> **Available records**
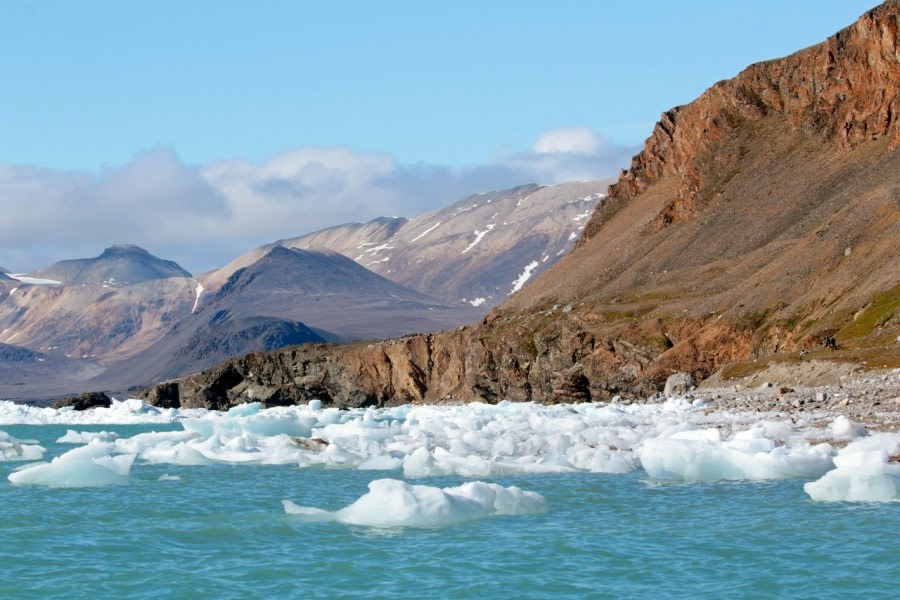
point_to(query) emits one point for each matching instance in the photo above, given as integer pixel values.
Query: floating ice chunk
(86, 466)
(703, 456)
(863, 473)
(85, 437)
(393, 503)
(380, 462)
(12, 448)
(180, 454)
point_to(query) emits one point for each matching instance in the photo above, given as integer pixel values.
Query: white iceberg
(12, 448)
(393, 503)
(863, 472)
(703, 455)
(87, 466)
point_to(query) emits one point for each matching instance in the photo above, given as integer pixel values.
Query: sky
(202, 129)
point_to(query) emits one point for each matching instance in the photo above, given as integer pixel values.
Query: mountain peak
(843, 91)
(118, 265)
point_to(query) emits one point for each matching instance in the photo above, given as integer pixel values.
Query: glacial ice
(86, 466)
(84, 437)
(671, 441)
(863, 472)
(393, 503)
(702, 455)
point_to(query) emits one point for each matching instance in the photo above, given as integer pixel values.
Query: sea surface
(220, 531)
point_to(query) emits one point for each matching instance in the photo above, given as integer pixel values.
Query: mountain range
(759, 220)
(127, 317)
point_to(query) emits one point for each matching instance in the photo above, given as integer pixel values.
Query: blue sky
(442, 98)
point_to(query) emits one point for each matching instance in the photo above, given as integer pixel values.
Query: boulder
(84, 401)
(679, 383)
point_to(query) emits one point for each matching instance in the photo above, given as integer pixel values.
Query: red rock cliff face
(844, 91)
(757, 217)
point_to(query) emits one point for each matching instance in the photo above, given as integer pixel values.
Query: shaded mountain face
(759, 219)
(117, 266)
(112, 337)
(330, 291)
(477, 251)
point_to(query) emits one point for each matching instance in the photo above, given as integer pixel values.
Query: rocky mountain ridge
(758, 220)
(127, 317)
(478, 250)
(117, 266)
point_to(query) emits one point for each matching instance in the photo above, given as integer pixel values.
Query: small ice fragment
(393, 503)
(86, 466)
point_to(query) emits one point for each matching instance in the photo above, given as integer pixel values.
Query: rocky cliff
(119, 265)
(759, 219)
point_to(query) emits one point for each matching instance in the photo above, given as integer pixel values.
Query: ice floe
(394, 503)
(863, 472)
(85, 437)
(86, 466)
(678, 439)
(15, 449)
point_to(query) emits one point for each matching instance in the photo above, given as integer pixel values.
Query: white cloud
(204, 216)
(570, 140)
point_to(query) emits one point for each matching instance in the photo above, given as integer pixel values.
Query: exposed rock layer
(758, 219)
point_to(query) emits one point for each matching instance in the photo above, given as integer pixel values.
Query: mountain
(759, 219)
(478, 250)
(119, 265)
(120, 335)
(326, 289)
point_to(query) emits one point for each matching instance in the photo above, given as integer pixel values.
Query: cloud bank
(203, 216)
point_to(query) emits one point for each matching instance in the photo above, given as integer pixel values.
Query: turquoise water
(221, 532)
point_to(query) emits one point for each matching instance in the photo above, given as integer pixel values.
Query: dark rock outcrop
(85, 401)
(117, 266)
(757, 219)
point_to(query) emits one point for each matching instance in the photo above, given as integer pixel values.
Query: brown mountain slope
(760, 218)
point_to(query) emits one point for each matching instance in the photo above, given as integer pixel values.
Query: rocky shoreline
(870, 398)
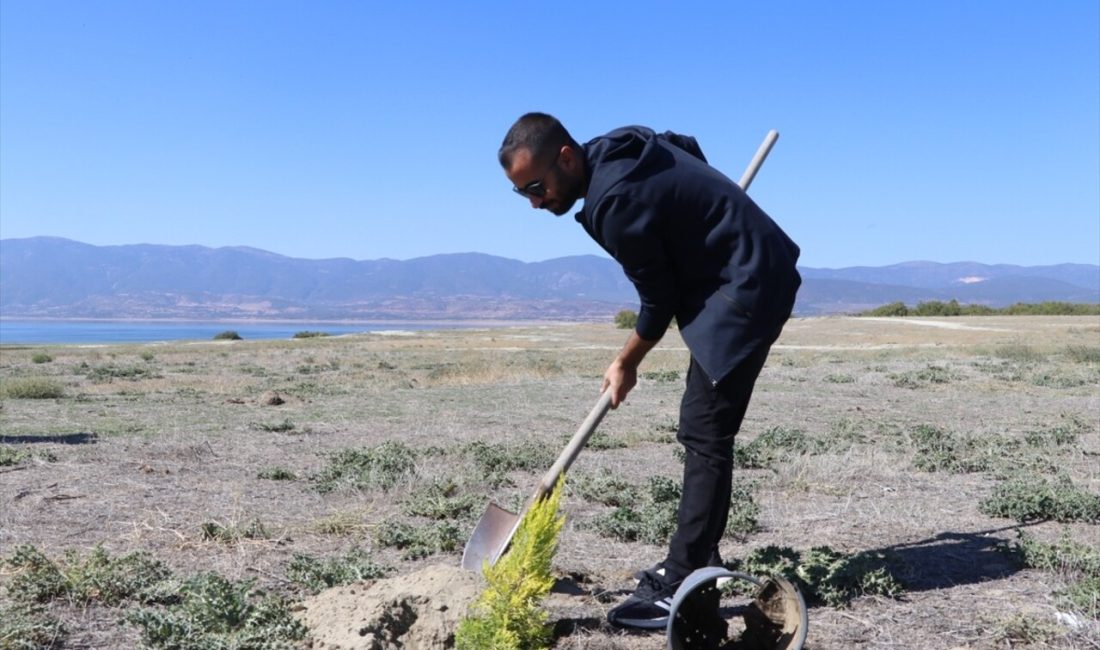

> **Task objective**
Count the lines above that contain the word "mountain", and reply with only that number.

> **Output**
6